[Reading text]
Cheque Writing Continues Unabated
Massive Relief Buoys Economy
The last 6 months has been very difficult. While the markets enjoyed a nice rally from the lows in March, the relief rally appears to be losing momentum. Optimism has begun to wane with the ongoing COVID case load rising almost every day. For example, most of Edmonton now is on “Watch Advisory” where the number of active cases per 100,000 below 50. Economies have become dependent upon Government assistance and the stock and bond market is optimistically hoping for more and more.
Industrial production has been decimated as evidenced by the price of copper which is a relatively obscure but helpful indicator of world economic health. The futures price for copper can be followed quite easily and the news today was not good as the copper price rally came to an abrupt halt with the bellwether metal experiencing one of the worst one-day price drops on record. On the Comex market, copper futures for the month of December fell 5.9% to a low of $2.8540 a pound amid heavy selling, with more than 2.6 billion pounds traded in a single day. It was the biggest decline since mid-March at the height of the covid-19 induced sell-off, which sent the copper price crashing to below $2.00 a pound – levels last seen during the global financial crisis.
Alberta Hit by Low Oil Prices
Oil prices attempted to recover this quarter, but the month of September was not pleasant for oil stocks. Prices for Suncor, Imperial Oil and Husky Energy had fallen between 26% and 32%, respectively in just 30 days. Over the past 5 years the companies are down between 56% and 85% from their peaks. Now, depending upon how you look at it, these stocks are either screaming bargains or relics of a dead and dying industry. Edgepoint, whose funds have some of the best 10-year track records of performance in Canada, believe they are incredible bargains and have just opened up a mutual fund targeted specifically to the oil and gas area of securities.
As Charlie Munger from Berkshire Hathaway has stated the best place to fish is where the fish are. So I went hunting for bargains in the oil and gas area and came up with Transglobe Energy. They have roughly $35 million in cash on their books and their whole company is valued at just over $35 million which means you can buy the shares for their cash and get the business for free. Values like these do not show up unless oil and gas shares are overly depressed so I am holding out hope for Edgepoint funds and Fidelity Large Cap fund that have high exposure to cheap industrial stocks.

[Dataset]

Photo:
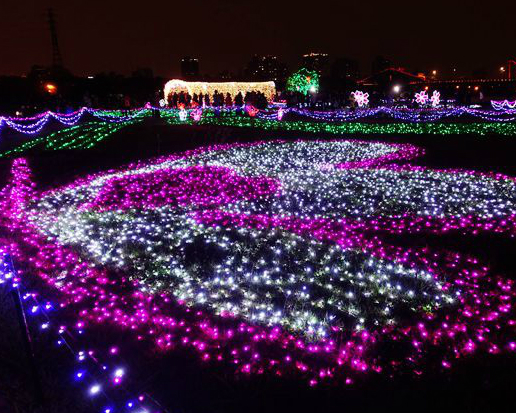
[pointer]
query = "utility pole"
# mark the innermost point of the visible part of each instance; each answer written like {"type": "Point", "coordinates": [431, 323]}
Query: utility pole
{"type": "Point", "coordinates": [57, 60]}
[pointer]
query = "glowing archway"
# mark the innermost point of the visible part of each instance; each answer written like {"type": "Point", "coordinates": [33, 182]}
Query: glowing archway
{"type": "Point", "coordinates": [209, 88]}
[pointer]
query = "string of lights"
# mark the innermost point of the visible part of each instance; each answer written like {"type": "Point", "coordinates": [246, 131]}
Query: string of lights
{"type": "Point", "coordinates": [102, 372]}
{"type": "Point", "coordinates": [267, 256]}
{"type": "Point", "coordinates": [430, 128]}
{"type": "Point", "coordinates": [83, 136]}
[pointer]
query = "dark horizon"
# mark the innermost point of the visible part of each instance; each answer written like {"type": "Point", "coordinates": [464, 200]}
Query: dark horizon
{"type": "Point", "coordinates": [98, 37]}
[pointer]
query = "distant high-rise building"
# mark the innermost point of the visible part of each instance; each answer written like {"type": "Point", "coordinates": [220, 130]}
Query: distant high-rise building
{"type": "Point", "coordinates": [379, 64]}
{"type": "Point", "coordinates": [345, 69]}
{"type": "Point", "coordinates": [316, 61]}
{"type": "Point", "coordinates": [266, 68]}
{"type": "Point", "coordinates": [189, 68]}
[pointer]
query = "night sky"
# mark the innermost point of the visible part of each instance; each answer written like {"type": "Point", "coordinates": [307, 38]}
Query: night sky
{"type": "Point", "coordinates": [121, 36]}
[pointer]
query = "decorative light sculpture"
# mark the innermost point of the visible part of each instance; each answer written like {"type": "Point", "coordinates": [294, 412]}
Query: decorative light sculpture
{"type": "Point", "coordinates": [421, 97]}
{"type": "Point", "coordinates": [303, 81]}
{"type": "Point", "coordinates": [209, 88]}
{"type": "Point", "coordinates": [361, 98]}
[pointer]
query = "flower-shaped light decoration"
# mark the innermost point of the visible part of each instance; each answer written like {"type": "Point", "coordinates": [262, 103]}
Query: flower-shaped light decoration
{"type": "Point", "coordinates": [422, 97]}
{"type": "Point", "coordinates": [251, 110]}
{"type": "Point", "coordinates": [183, 115]}
{"type": "Point", "coordinates": [271, 257]}
{"type": "Point", "coordinates": [196, 114]}
{"type": "Point", "coordinates": [361, 98]}
{"type": "Point", "coordinates": [436, 98]}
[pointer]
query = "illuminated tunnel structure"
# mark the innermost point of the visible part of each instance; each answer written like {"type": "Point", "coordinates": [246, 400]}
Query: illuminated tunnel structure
{"type": "Point", "coordinates": [233, 88]}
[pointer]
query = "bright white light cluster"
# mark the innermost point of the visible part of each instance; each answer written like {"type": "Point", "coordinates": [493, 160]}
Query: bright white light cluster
{"type": "Point", "coordinates": [272, 276]}
{"type": "Point", "coordinates": [268, 277]}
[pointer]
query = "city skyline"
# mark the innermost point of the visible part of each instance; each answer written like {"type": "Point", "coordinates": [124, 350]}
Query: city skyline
{"type": "Point", "coordinates": [96, 37]}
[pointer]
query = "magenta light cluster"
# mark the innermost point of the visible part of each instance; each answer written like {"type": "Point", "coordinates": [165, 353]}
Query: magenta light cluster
{"type": "Point", "coordinates": [484, 320]}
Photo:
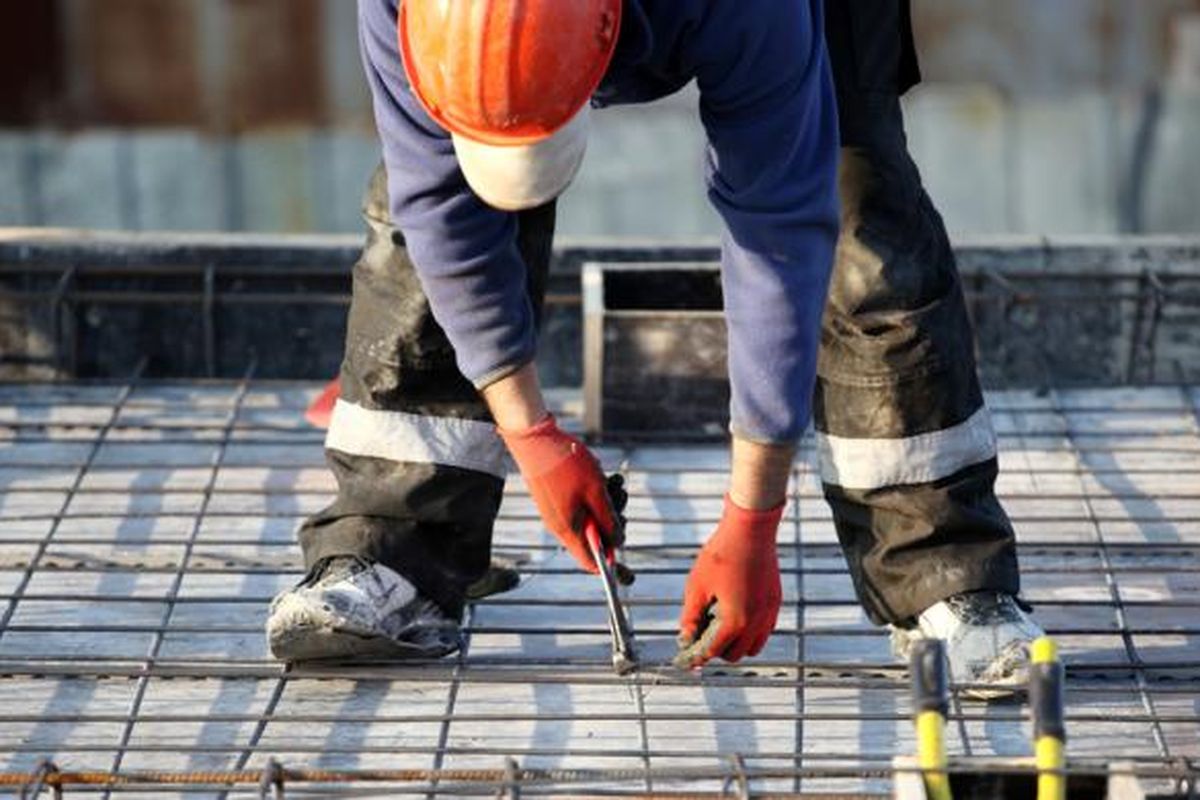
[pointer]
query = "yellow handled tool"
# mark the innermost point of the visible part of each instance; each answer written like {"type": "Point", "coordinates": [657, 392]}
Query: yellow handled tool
{"type": "Point", "coordinates": [1049, 732]}
{"type": "Point", "coordinates": [930, 703]}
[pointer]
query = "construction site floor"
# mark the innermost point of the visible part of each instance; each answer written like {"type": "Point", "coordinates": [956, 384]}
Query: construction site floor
{"type": "Point", "coordinates": [145, 525]}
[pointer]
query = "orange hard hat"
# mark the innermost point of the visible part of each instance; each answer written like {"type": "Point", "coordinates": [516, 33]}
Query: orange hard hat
{"type": "Point", "coordinates": [507, 72]}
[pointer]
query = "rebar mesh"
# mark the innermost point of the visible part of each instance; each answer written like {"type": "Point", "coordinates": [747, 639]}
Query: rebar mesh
{"type": "Point", "coordinates": [144, 525]}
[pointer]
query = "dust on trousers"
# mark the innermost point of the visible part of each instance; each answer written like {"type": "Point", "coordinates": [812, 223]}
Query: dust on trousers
{"type": "Point", "coordinates": [907, 453]}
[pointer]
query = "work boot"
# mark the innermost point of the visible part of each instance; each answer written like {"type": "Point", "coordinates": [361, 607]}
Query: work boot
{"type": "Point", "coordinates": [502, 576]}
{"type": "Point", "coordinates": [348, 607]}
{"type": "Point", "coordinates": [988, 637]}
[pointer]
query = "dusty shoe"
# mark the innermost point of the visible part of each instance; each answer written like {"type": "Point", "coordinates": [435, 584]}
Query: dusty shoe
{"type": "Point", "coordinates": [988, 637]}
{"type": "Point", "coordinates": [347, 607]}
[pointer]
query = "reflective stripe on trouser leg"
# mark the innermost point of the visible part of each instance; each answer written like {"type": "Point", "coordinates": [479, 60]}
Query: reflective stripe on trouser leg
{"type": "Point", "coordinates": [906, 447]}
{"type": "Point", "coordinates": [419, 468]}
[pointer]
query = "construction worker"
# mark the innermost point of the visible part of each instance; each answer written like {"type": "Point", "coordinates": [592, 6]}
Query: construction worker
{"type": "Point", "coordinates": [483, 110]}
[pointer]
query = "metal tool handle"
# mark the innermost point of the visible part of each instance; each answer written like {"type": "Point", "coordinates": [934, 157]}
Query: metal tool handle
{"type": "Point", "coordinates": [624, 655]}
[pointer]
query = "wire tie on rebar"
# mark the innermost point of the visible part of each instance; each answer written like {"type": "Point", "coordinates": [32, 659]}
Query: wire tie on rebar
{"type": "Point", "coordinates": [511, 788]}
{"type": "Point", "coordinates": [739, 777]}
{"type": "Point", "coordinates": [271, 783]}
{"type": "Point", "coordinates": [1187, 785]}
{"type": "Point", "coordinates": [33, 789]}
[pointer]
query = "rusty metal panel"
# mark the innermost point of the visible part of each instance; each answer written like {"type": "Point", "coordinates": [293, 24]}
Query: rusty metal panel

[Work task] Continue the market commentary on copper and oil stocks from the end of its last paragraph.

[Output of the exercise]
Big Growth Gets Bigger
Momentum stocks of well-known companies like Amazon and Google continue to advance as they appear safe and solid even through these difficult times. The “problem” is not with the companies themselves because they will likely continue to do fine but the with the high price investors are willing to pay for the shares. If you look at the price/earnings ratios of these “big growers” versus the p/e ratio of the market as a whole they trade at roughly 6 times what the market trades for which shows them as more expensive relative to the market as at any point in recent history. Clients are understand-ably gravitating towards what is well known and what is safe but using the fishing analogy these spots have already been fished out. The chance of making future gains in this area is remote.
Advice From the Shuttle Driver
My auditor recently took her car in and was pleasantly provided with free investment advice. The shuttle driver gave her three “hot” stock picks, two of which were Esty and Shopify which were sure to do well. Now I don’t know about you but this reminds me of the stories of shoe shine boys giving investment advice in the last 1920s. Let’s just say it did not end well in the 1920s. Investing is not a sport. While it does have some entertainment value, you had better do some research on what the underlying shares are worth before you dabble in this area. It also reminds me of a gold miner, St. Elias mines that was heavily promoted in Edmonton some 10 – 15 years ago. I shorted the shares at $2.40 and was happy to see them fall to under $2.00. I think I covered at $1.75. When last I looked they were 1 penny each.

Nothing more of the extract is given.